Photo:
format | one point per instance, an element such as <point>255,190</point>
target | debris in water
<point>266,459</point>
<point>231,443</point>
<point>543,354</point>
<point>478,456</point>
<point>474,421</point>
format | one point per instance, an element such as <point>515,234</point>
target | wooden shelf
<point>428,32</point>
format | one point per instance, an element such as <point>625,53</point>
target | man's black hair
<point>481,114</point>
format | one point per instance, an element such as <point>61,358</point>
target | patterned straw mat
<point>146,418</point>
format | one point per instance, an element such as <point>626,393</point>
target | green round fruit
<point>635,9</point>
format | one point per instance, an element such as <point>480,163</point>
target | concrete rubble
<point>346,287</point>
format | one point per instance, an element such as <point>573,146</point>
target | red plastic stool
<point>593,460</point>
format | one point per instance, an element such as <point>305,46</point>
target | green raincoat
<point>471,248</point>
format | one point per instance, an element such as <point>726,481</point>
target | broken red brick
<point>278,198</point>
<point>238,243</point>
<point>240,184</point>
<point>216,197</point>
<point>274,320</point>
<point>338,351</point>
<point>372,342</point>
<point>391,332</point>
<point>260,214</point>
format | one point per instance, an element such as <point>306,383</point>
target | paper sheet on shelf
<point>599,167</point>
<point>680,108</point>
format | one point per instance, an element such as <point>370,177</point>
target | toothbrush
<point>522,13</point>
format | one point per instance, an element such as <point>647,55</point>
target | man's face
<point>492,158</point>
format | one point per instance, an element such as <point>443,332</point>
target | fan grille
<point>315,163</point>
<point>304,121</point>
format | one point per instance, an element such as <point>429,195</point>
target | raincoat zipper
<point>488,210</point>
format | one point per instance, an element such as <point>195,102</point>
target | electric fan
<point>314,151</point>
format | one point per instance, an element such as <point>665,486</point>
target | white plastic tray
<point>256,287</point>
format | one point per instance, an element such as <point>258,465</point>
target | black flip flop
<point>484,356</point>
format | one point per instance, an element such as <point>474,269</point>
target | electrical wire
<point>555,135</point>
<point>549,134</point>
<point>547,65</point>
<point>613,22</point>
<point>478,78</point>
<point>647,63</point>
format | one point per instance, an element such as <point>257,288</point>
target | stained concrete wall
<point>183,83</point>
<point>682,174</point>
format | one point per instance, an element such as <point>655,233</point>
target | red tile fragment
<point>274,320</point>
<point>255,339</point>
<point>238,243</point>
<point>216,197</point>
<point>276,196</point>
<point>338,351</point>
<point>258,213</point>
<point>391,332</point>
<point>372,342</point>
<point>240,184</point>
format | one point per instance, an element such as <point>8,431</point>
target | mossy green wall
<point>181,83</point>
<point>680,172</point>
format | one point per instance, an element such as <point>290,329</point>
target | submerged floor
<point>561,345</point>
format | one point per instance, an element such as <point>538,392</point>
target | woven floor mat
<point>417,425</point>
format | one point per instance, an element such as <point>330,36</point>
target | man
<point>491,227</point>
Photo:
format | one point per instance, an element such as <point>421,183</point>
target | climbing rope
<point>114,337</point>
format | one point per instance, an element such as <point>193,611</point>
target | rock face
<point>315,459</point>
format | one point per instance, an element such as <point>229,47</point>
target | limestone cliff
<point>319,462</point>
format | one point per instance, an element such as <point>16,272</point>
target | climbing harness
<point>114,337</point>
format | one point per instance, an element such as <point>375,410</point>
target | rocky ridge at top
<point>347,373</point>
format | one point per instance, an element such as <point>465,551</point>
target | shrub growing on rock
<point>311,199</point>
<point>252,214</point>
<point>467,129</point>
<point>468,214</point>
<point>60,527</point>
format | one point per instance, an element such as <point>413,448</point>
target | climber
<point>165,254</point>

• **Instructions to follow**: Write out only the lines from the very start of the entries above to the line that includes "such as <point>480,163</point>", both ends included, each one unchanged.

• **Worked solution**:
Photo:
format | one point per instance, an element such as <point>255,190</point>
target | debris in water
<point>266,459</point>
<point>231,443</point>
<point>543,354</point>
<point>478,456</point>
<point>474,421</point>
format | one point per instance, an element such as <point>515,234</point>
target | wooden shelf
<point>428,32</point>
format | one point per instance, an element such as <point>625,53</point>
target | man's black hair
<point>481,114</point>
format | one point per instance, an element such as <point>61,358</point>
target | patterned straw mat
<point>146,418</point>
format | one point per instance, an element such as <point>626,393</point>
target | green round fruit
<point>635,9</point>
format | one point per instance, an element such as <point>480,163</point>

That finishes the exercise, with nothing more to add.